TASK DESCRIPTION: Leaving out the pictures, retype exactly the lines from the one holding "Annotation guideline: for every instance of the man's face, the" through the end of the material.

[EXERCISE MATERIALS]

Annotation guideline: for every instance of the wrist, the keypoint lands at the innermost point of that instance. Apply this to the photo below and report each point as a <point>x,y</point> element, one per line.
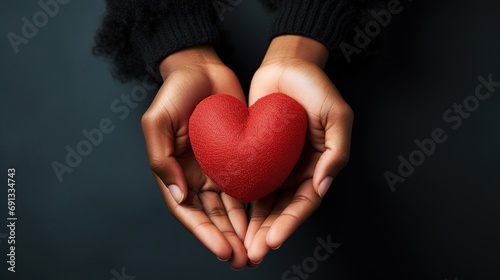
<point>197,56</point>
<point>296,47</point>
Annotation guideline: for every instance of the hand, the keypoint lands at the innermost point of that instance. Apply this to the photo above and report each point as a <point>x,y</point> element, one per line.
<point>216,219</point>
<point>293,65</point>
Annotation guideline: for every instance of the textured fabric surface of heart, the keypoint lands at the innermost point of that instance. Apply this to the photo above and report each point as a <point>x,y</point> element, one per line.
<point>248,152</point>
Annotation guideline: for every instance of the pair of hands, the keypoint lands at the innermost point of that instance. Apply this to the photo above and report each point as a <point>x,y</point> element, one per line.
<point>292,65</point>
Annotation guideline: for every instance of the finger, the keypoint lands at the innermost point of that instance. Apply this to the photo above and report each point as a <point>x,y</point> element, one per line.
<point>159,145</point>
<point>165,127</point>
<point>216,212</point>
<point>338,129</point>
<point>258,246</point>
<point>237,215</point>
<point>257,213</point>
<point>226,82</point>
<point>191,215</point>
<point>305,201</point>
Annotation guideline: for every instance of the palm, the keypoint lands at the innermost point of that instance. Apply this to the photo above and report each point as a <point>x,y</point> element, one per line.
<point>217,220</point>
<point>274,218</point>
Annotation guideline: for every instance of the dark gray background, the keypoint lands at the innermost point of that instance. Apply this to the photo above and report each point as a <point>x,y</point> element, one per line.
<point>443,222</point>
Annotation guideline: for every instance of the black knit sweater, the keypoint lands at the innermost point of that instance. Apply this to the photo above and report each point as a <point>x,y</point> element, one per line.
<point>137,34</point>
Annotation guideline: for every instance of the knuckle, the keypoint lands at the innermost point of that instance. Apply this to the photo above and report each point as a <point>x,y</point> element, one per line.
<point>216,212</point>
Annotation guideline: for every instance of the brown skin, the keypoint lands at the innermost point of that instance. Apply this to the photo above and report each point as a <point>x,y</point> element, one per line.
<point>292,65</point>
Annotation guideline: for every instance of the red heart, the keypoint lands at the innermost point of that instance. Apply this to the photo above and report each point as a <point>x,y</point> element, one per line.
<point>248,152</point>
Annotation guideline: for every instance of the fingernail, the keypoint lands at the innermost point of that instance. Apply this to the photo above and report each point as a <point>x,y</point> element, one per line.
<point>237,269</point>
<point>324,186</point>
<point>257,263</point>
<point>176,193</point>
<point>223,260</point>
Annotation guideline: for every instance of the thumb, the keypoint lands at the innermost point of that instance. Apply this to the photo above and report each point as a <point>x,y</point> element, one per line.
<point>338,130</point>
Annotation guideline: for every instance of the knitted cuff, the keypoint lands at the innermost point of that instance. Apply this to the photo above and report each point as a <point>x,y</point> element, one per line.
<point>180,29</point>
<point>323,21</point>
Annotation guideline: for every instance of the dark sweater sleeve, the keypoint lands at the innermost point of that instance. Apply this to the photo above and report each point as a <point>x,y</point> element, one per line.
<point>137,34</point>
<point>326,21</point>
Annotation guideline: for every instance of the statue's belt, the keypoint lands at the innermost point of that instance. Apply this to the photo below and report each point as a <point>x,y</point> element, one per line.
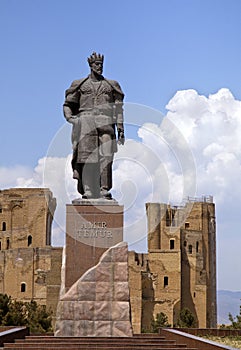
<point>96,111</point>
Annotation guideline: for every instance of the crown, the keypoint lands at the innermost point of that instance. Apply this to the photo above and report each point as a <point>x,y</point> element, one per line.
<point>95,57</point>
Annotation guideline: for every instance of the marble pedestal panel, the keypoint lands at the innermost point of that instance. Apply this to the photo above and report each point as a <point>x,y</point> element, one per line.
<point>92,226</point>
<point>98,304</point>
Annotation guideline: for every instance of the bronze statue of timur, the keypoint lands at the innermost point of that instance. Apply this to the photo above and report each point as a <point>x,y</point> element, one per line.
<point>94,106</point>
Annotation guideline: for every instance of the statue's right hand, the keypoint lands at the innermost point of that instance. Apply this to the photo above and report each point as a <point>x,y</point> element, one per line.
<point>73,119</point>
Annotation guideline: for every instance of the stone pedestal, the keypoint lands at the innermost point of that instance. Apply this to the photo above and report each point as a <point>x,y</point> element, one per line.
<point>91,228</point>
<point>98,304</point>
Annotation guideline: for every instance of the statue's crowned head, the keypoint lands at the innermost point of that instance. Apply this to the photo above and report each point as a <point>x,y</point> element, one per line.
<point>95,58</point>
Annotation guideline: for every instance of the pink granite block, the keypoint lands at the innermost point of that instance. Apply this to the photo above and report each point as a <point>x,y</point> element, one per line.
<point>104,272</point>
<point>120,271</point>
<point>84,328</point>
<point>121,291</point>
<point>120,311</point>
<point>84,310</point>
<point>103,310</point>
<point>104,291</point>
<point>121,329</point>
<point>103,328</point>
<point>85,290</point>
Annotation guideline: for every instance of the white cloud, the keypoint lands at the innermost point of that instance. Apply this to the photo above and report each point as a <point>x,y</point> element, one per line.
<point>195,151</point>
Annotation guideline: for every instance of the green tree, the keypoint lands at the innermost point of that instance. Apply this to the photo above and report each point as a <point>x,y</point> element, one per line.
<point>4,306</point>
<point>30,314</point>
<point>16,315</point>
<point>186,319</point>
<point>161,321</point>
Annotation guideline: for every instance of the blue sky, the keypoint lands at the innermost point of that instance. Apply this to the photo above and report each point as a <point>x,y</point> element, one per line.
<point>153,48</point>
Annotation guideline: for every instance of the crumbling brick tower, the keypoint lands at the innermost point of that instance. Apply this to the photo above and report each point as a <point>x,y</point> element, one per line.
<point>30,268</point>
<point>179,269</point>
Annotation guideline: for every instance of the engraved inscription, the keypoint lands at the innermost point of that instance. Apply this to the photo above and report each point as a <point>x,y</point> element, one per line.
<point>94,230</point>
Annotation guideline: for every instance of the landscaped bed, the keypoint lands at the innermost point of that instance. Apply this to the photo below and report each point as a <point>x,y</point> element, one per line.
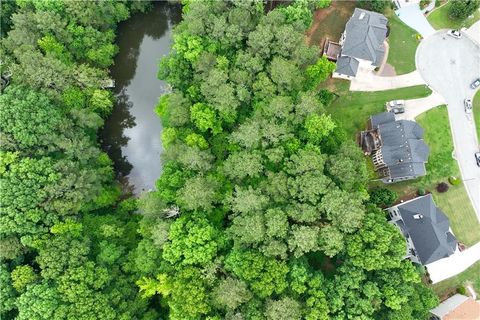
<point>440,19</point>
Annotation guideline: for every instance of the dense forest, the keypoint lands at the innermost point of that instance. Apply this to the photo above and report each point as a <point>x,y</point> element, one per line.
<point>262,210</point>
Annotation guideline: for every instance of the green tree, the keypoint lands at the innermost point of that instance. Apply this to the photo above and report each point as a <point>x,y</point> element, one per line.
<point>318,126</point>
<point>263,275</point>
<point>377,245</point>
<point>285,308</point>
<point>193,241</point>
<point>319,72</point>
<point>22,276</point>
<point>462,9</point>
<point>230,293</point>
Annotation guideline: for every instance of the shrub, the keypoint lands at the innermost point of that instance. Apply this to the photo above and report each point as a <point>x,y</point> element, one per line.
<point>442,187</point>
<point>421,191</point>
<point>325,96</point>
<point>424,3</point>
<point>383,197</point>
<point>454,181</point>
<point>462,290</point>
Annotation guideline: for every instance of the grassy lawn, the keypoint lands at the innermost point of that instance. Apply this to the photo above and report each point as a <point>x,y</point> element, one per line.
<point>476,112</point>
<point>330,22</point>
<point>455,202</point>
<point>439,19</point>
<point>403,45</point>
<point>471,275</point>
<point>352,109</point>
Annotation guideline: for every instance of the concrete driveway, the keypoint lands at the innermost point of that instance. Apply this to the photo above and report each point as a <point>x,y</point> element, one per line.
<point>458,262</point>
<point>415,107</point>
<point>366,80</point>
<point>449,65</point>
<point>413,17</point>
<point>474,32</point>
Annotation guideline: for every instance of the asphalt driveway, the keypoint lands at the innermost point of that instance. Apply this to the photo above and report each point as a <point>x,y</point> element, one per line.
<point>449,65</point>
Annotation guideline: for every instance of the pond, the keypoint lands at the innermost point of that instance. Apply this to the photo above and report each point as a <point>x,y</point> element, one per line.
<point>131,135</point>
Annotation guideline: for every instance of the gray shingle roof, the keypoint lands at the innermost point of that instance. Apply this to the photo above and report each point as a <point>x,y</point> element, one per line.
<point>347,66</point>
<point>403,149</point>
<point>365,33</point>
<point>430,234</point>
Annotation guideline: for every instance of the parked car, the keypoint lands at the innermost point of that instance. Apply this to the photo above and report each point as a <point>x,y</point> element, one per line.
<point>454,33</point>
<point>396,106</point>
<point>475,84</point>
<point>468,105</point>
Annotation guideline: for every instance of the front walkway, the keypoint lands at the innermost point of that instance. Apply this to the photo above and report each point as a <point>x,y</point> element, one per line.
<point>453,265</point>
<point>415,107</point>
<point>366,80</point>
<point>413,17</point>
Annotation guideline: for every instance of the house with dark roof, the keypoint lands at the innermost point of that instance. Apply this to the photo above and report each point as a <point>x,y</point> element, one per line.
<point>425,228</point>
<point>396,147</point>
<point>362,43</point>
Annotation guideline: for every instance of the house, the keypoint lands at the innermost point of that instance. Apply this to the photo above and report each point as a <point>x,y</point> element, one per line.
<point>457,307</point>
<point>396,146</point>
<point>425,228</point>
<point>362,43</point>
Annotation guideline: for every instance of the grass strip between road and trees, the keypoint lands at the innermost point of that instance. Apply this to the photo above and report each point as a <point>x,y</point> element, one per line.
<point>440,18</point>
<point>403,44</point>
<point>476,112</point>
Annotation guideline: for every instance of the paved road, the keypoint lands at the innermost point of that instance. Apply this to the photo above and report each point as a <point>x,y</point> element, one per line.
<point>460,261</point>
<point>449,65</point>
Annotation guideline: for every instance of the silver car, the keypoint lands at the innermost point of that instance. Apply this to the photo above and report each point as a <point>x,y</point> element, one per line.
<point>475,84</point>
<point>468,105</point>
<point>454,33</point>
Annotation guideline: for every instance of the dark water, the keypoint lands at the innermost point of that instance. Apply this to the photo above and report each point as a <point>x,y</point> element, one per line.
<point>131,135</point>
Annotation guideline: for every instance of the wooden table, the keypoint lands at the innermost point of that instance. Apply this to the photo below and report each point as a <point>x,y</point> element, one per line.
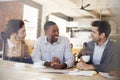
<point>9,72</point>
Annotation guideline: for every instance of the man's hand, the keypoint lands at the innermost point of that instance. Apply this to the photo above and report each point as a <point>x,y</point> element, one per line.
<point>83,66</point>
<point>56,64</point>
<point>55,60</point>
<point>59,66</point>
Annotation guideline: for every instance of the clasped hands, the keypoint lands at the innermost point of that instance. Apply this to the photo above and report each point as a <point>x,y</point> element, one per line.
<point>84,66</point>
<point>56,64</point>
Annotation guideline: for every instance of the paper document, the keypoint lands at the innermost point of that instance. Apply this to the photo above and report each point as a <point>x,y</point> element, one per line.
<point>53,70</point>
<point>107,75</point>
<point>83,73</point>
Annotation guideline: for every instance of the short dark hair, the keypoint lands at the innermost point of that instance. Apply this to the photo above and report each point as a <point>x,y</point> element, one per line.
<point>103,27</point>
<point>48,24</point>
<point>13,26</point>
<point>85,44</point>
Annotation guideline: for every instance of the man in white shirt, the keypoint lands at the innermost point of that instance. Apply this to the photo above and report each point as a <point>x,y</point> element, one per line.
<point>53,50</point>
<point>105,54</point>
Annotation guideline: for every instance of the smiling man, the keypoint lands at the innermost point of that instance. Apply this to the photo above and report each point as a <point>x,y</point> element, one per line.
<point>53,50</point>
<point>105,54</point>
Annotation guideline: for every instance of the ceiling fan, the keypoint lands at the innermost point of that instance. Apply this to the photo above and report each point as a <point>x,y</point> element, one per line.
<point>84,7</point>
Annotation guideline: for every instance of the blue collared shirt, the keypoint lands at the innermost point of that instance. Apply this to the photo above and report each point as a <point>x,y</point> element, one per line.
<point>45,51</point>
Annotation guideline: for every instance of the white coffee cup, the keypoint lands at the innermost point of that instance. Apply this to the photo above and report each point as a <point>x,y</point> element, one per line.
<point>19,65</point>
<point>86,58</point>
<point>38,65</point>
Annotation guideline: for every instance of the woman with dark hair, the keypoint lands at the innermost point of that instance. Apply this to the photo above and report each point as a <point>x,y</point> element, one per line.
<point>15,48</point>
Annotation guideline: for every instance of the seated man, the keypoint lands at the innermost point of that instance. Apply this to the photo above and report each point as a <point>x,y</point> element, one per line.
<point>104,53</point>
<point>83,51</point>
<point>15,48</point>
<point>53,50</point>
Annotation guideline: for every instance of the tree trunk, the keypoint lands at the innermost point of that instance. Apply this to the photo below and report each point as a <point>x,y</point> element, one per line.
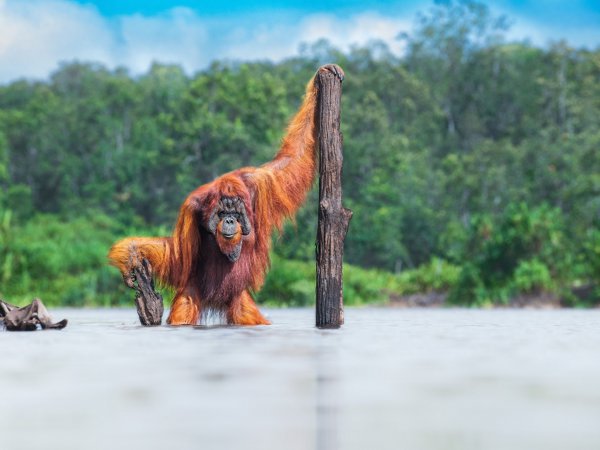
<point>333,218</point>
<point>148,302</point>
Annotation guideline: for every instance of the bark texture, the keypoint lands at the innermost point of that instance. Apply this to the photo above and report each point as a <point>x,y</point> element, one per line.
<point>333,217</point>
<point>148,302</point>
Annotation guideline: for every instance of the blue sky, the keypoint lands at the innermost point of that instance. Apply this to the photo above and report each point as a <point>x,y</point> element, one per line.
<point>36,35</point>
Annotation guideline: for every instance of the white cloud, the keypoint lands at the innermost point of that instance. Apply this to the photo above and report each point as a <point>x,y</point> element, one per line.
<point>36,35</point>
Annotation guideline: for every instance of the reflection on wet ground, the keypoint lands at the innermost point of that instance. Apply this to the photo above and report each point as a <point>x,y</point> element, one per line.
<point>390,379</point>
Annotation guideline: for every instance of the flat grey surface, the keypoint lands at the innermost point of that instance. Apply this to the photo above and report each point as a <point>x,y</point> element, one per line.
<point>390,379</point>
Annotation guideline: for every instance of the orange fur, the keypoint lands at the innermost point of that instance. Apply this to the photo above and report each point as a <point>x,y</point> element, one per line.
<point>191,260</point>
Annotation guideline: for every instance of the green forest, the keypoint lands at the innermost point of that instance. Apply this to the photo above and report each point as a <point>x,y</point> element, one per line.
<point>471,163</point>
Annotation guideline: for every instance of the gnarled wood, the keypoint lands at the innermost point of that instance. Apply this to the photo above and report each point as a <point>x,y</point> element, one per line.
<point>28,317</point>
<point>148,302</point>
<point>333,217</point>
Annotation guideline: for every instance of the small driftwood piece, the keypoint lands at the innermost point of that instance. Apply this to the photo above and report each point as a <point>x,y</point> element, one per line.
<point>28,317</point>
<point>333,217</point>
<point>148,302</point>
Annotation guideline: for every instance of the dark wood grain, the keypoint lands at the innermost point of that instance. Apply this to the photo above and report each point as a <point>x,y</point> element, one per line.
<point>333,217</point>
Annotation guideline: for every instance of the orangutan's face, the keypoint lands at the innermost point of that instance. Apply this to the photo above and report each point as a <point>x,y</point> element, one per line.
<point>228,223</point>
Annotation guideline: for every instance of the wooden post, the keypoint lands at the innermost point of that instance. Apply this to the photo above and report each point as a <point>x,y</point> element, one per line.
<point>333,218</point>
<point>148,302</point>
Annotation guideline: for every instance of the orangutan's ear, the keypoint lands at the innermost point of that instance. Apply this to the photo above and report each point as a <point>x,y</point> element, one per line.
<point>244,222</point>
<point>213,219</point>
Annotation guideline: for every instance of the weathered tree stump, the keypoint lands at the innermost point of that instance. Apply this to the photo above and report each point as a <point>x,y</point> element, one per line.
<point>148,302</point>
<point>333,217</point>
<point>28,317</point>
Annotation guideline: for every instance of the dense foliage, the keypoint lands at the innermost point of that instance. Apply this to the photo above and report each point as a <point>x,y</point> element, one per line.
<point>472,165</point>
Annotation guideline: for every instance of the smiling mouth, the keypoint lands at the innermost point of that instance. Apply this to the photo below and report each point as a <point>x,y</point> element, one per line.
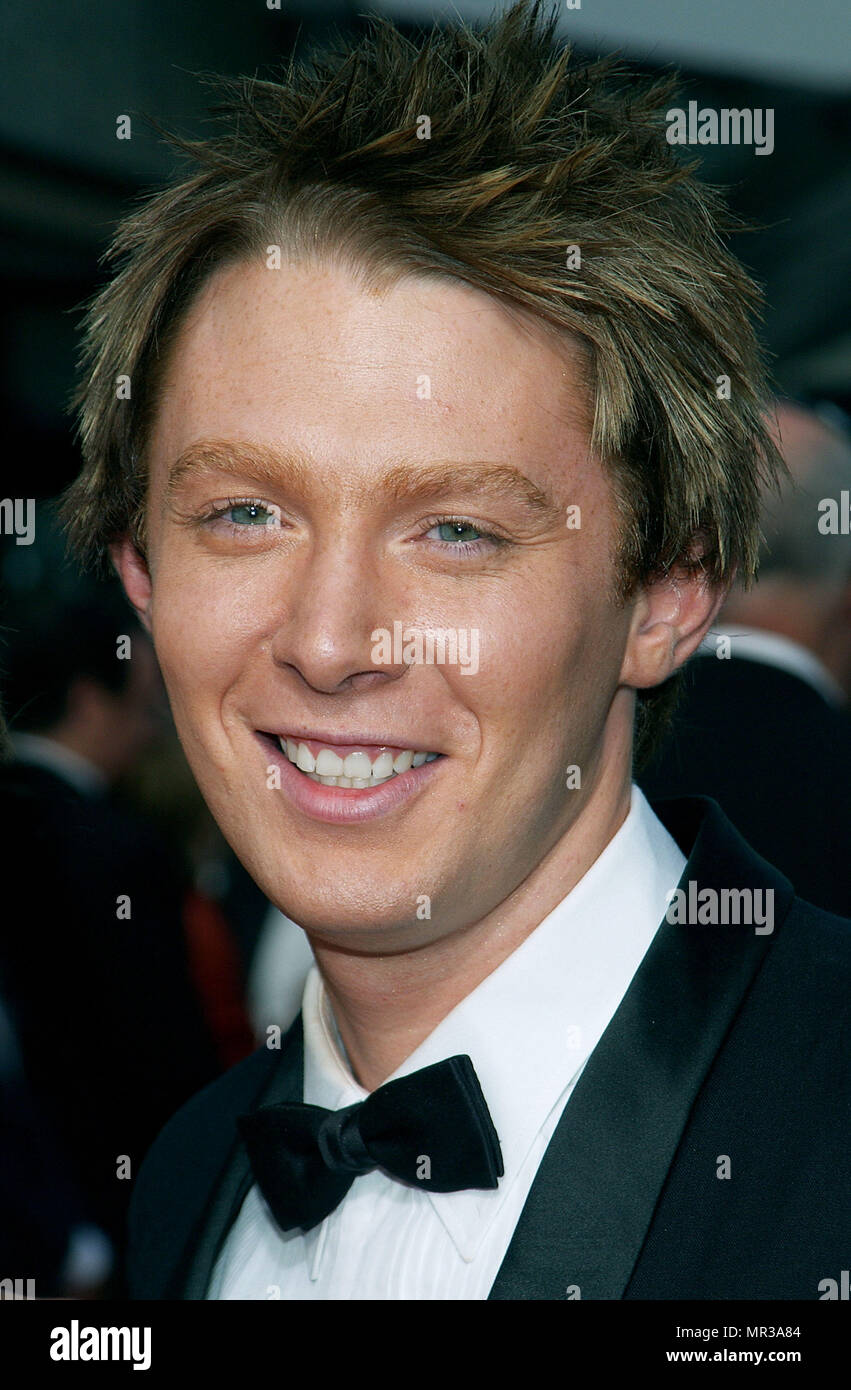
<point>351,765</point>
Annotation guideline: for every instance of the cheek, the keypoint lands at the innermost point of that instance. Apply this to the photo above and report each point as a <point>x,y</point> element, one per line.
<point>199,642</point>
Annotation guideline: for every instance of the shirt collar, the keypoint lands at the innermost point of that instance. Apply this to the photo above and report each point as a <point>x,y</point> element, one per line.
<point>531,1025</point>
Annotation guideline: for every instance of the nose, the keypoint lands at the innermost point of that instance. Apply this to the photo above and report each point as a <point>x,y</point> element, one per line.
<point>334,603</point>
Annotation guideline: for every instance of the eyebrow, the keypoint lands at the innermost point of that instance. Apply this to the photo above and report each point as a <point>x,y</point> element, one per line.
<point>402,483</point>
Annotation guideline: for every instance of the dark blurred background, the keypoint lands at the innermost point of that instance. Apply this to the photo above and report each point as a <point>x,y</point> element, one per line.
<point>67,72</point>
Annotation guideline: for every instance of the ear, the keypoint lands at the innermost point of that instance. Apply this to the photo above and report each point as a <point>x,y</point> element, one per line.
<point>670,619</point>
<point>132,570</point>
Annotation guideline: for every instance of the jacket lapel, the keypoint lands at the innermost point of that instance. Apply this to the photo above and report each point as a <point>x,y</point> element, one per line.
<point>593,1200</point>
<point>284,1083</point>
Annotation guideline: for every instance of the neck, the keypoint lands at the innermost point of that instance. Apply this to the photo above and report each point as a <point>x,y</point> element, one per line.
<point>387,1005</point>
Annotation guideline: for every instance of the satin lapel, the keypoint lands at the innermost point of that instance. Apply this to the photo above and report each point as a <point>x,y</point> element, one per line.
<point>591,1203</point>
<point>285,1083</point>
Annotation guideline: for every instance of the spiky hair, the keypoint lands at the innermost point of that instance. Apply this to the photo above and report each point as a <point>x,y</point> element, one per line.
<point>530,153</point>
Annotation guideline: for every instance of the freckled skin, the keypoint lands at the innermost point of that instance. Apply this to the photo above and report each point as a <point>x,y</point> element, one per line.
<point>277,633</point>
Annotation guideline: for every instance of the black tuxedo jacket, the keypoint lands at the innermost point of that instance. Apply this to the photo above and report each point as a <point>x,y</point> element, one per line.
<point>729,1054</point>
<point>776,758</point>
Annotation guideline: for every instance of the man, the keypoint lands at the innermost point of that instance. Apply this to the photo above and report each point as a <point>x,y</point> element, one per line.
<point>764,724</point>
<point>424,484</point>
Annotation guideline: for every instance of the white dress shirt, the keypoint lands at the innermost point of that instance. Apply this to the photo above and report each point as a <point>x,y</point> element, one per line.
<point>529,1027</point>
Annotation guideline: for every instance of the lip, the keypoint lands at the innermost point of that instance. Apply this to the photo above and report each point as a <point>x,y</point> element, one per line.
<point>345,805</point>
<point>349,741</point>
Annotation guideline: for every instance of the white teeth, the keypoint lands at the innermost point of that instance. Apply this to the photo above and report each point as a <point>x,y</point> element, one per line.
<point>305,759</point>
<point>328,763</point>
<point>358,766</point>
<point>383,767</point>
<point>355,769</point>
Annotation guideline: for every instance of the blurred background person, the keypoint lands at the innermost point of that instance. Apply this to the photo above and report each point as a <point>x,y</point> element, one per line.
<point>762,723</point>
<point>111,959</point>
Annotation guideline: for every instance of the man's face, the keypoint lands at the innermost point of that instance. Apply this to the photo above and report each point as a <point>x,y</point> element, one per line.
<point>410,462</point>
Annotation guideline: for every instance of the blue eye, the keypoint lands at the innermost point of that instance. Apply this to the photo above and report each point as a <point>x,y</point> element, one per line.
<point>249,513</point>
<point>451,531</point>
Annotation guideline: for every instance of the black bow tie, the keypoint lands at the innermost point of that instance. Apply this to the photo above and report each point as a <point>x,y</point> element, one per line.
<point>431,1129</point>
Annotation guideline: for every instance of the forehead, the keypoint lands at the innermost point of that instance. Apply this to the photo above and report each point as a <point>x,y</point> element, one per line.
<point>309,357</point>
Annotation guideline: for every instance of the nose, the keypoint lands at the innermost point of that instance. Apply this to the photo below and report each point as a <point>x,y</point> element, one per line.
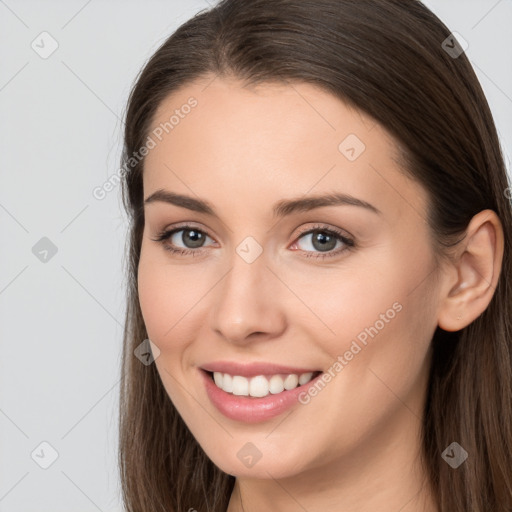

[/EXERCISE MATERIALS]

SOLUTION FOR THIS EXERCISE:
Annotation guideline: for every instance of the man's face, the keypoint lands at the innermost point of that instance. Apply this to the photo above and report each point as a <point>x,y</point> element, one per line.
<point>410,462</point>
Annotation guideline: for every instance of the blue eye, the keypoint lands at the innermost point of that instance. Apply this to the photo above and report each point as a <point>x,y</point> element, one per line.
<point>249,513</point>
<point>451,531</point>
Annotation guideline: for every instance of the black bow tie, the keypoint lands at the innermost point of that instance. Apply this to the photo above and report each point as a <point>x,y</point> element, one per line.
<point>431,1129</point>
Annotation guideline: for every instance of the forehead, the keypoint lands at the innermost point of that instance. Apply this to the photo above and report each point as a <point>x,y</point> element, one per line.
<point>309,357</point>
Annotation guideline: for every instance of the nose, the keypoint lands at the innermost point of that instance. Apply this to the photo below and report each point as a <point>x,y</point> element, one per line.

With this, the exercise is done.